====== Record excerpts
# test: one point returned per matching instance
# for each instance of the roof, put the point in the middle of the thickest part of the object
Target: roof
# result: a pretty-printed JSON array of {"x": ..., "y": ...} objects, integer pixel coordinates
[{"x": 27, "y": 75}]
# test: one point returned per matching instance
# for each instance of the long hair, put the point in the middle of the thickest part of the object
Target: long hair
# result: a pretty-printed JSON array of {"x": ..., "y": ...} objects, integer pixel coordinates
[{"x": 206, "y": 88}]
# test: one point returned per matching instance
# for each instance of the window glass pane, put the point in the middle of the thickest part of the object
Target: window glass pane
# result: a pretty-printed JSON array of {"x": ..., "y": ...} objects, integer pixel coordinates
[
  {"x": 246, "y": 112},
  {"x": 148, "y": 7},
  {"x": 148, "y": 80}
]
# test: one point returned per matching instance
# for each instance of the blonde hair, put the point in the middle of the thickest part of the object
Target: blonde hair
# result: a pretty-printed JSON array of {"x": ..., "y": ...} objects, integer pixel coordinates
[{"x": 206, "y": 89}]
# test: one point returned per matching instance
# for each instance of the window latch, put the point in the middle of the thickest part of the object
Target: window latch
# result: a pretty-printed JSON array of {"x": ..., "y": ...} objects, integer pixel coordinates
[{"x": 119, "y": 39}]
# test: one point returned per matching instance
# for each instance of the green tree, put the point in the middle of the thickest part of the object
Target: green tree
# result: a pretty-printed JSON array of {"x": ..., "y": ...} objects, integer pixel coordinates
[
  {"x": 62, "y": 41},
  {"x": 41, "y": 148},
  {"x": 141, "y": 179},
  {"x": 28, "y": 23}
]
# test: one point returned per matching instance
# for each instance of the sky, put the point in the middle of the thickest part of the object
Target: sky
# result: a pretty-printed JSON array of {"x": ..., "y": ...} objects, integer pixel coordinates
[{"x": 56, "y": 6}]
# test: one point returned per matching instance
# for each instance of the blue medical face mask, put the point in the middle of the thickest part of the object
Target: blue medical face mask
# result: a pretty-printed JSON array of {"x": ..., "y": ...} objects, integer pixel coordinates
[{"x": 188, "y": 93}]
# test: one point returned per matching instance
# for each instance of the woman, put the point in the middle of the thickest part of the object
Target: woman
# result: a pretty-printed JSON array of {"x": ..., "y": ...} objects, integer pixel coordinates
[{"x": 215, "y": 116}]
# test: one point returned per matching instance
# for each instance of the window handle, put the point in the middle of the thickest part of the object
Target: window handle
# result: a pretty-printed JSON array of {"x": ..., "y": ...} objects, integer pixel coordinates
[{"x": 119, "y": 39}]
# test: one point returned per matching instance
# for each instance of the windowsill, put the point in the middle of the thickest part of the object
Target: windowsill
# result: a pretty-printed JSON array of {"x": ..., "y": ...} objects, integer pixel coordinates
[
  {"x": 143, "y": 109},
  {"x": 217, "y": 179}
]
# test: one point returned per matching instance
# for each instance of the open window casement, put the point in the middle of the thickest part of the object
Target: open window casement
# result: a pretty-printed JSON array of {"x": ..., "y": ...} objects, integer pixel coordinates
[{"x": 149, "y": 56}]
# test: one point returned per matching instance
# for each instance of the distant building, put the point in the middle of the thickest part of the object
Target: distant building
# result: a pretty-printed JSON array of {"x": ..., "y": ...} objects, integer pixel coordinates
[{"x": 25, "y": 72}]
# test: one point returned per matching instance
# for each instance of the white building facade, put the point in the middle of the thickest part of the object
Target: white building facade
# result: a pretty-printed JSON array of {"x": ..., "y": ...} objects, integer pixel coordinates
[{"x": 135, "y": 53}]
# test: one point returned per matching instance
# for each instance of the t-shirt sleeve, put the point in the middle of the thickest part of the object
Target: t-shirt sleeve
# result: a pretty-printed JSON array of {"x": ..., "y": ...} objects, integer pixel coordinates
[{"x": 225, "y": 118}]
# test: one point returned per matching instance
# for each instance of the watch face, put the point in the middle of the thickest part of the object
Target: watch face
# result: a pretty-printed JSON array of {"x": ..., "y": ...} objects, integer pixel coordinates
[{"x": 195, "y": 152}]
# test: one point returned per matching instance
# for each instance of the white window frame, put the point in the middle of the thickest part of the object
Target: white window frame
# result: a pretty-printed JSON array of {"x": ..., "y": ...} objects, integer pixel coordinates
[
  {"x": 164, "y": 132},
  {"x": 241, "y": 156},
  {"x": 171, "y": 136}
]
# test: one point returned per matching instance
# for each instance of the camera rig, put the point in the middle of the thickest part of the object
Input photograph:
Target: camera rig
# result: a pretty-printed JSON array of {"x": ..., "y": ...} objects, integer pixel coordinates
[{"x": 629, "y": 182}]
============
What to work on
Write every line of the material above again, exactly.

Finished task
# test: one point returned per matching instance
# for each instance of the roof, put the point in the middle of the thickest part of the object
Target: roof
# result: a pretty-printed JSON array of {"x": ..., "y": ...} objects, integer pixel coordinates
[{"x": 27, "y": 75}]
# test: one point returned per matching instance
# for each instance of the long hair, put the point in the middle of the thickest part of the object
Target: long hair
# result: a pretty-printed JSON array of {"x": ..., "y": ...} objects, integer pixel coordinates
[{"x": 206, "y": 88}]
# test: one point returned per matching instance
# for each instance of the window glass pane, put the point in the middle of the thickest part of the object
Target: window glass pane
# result: a pretty-printed JSON array of {"x": ..., "y": ...} objects, integer pixel coordinates
[
  {"x": 246, "y": 112},
  {"x": 148, "y": 7},
  {"x": 148, "y": 80}
]
# test: one point returned per matching instance
# for each instance of the blonde hair, put the point in the middle of the thickest part of the object
Target: blonde hair
# result: a pretty-printed JSON array of {"x": ..., "y": ...} objects, integer pixel coordinates
[{"x": 206, "y": 89}]
# test: one point returned per matching instance
# for each instance of the window latch, put the point in the middle of the thickest part of the object
Target: window latch
# result: a pretty-printed JSON array of {"x": ..., "y": ...} objects, integer pixel coordinates
[{"x": 119, "y": 39}]
# test: one point returned per matching instance
# for each instance of the green tree, put the point in the middle of the thickest part of the object
Target: green tree
# result: a pretty-printed JSON array of {"x": ..., "y": ...} objects, integer pixel coordinates
[
  {"x": 62, "y": 41},
  {"x": 41, "y": 148},
  {"x": 141, "y": 179},
  {"x": 28, "y": 23}
]
# test: one point returned per matching instance
# for each instance of the sky, put the point in the middle of the thickest part of the object
Target: sky
# result: a pretty-printed JSON array of {"x": ..., "y": ...} objects, integer pixel coordinates
[{"x": 56, "y": 6}]
# test: one point returned per matching instance
# for each instance of the blue medical face mask, put the point in the middle of the thickest part of the object
Target: blue medical face mask
# result: a pretty-printed JSON array of {"x": ..., "y": ...} objects, integer pixel coordinates
[{"x": 188, "y": 93}]
# test: one point returned per matching instance
# for each instance of the woman, put the point in the middle of the thickest part of the object
Target: woman
# result: a pretty-printed JSON array of {"x": ..., "y": ...} objects, integer pixel coordinates
[{"x": 215, "y": 116}]
# test: one point returned per matching instance
# for each instance of the window handle, put the point in the middle of the thickest part of the object
Target: window handle
# result: a pretty-printed JSON array of {"x": ..., "y": ...} objects, integer pixel coordinates
[{"x": 119, "y": 39}]
# test: one point returned per matching instance
# for each instance of the windowsill, put the point in the middle of the thickest part of the object
Target: windowsill
# result: a pretty-printed JSON array of {"x": ..., "y": ...} objects, integer pixel coordinates
[
  {"x": 143, "y": 109},
  {"x": 217, "y": 179}
]
# test: one point returned per matching instance
# for each instance of the open window casement, put the point in the middle of the thickest part of the object
Target: open window casement
# result: a pretty-printed JSON array of {"x": ..., "y": ...} objects, integer pixel coordinates
[{"x": 149, "y": 56}]
# test: one point returned per matching instance
# for each instance of the distant building, put the point in the middle of the thickest part of the object
Target: distant building
# result: a pretty-printed JSON array of {"x": ..., "y": ...} objects, integer pixel coordinates
[{"x": 25, "y": 72}]
# test: one point returned per matching instance
# for each instance of the white building facade, put the point in the middle of the thickest part of the object
Target: white building facade
# result: a pretty-printed JSON array of {"x": ..., "y": ...} objects, integer pixel coordinates
[{"x": 135, "y": 53}]
# test: one point returned per matching instance
# for each instance of the t-shirt sleeve, put the point in the middle of the thickest part of the object
Target: t-shirt sleeve
# result: a pretty-printed JSON array of {"x": ..., "y": ...} objects, integer pixel coordinates
[{"x": 225, "y": 118}]
# test: one point returned per matching instance
# for each instance of the watch face, put the point in the middle of the thickest part of the object
Target: watch face
# result: a pretty-printed JSON array of {"x": ..., "y": ...} objects, integer pixel coordinates
[{"x": 195, "y": 152}]
# test: one point returned per matching instance
# for each instance of the white window frame, put the point in the middle of the thickest part of the object
Target: white window frame
# result: a pretty-printed JSON array of {"x": ..., "y": ...} objects, integer pixel coordinates
[
  {"x": 164, "y": 132},
  {"x": 241, "y": 156},
  {"x": 171, "y": 136}
]
# test: one point returned per matching instance
# for each instance of the camera rig, put the point in the middle of the thickest part of the object
Input photograph:
Target: camera rig
# result: a pretty-printed JSON array of {"x": ..., "y": ...} objects, integer pixel coordinates
[{"x": 629, "y": 182}]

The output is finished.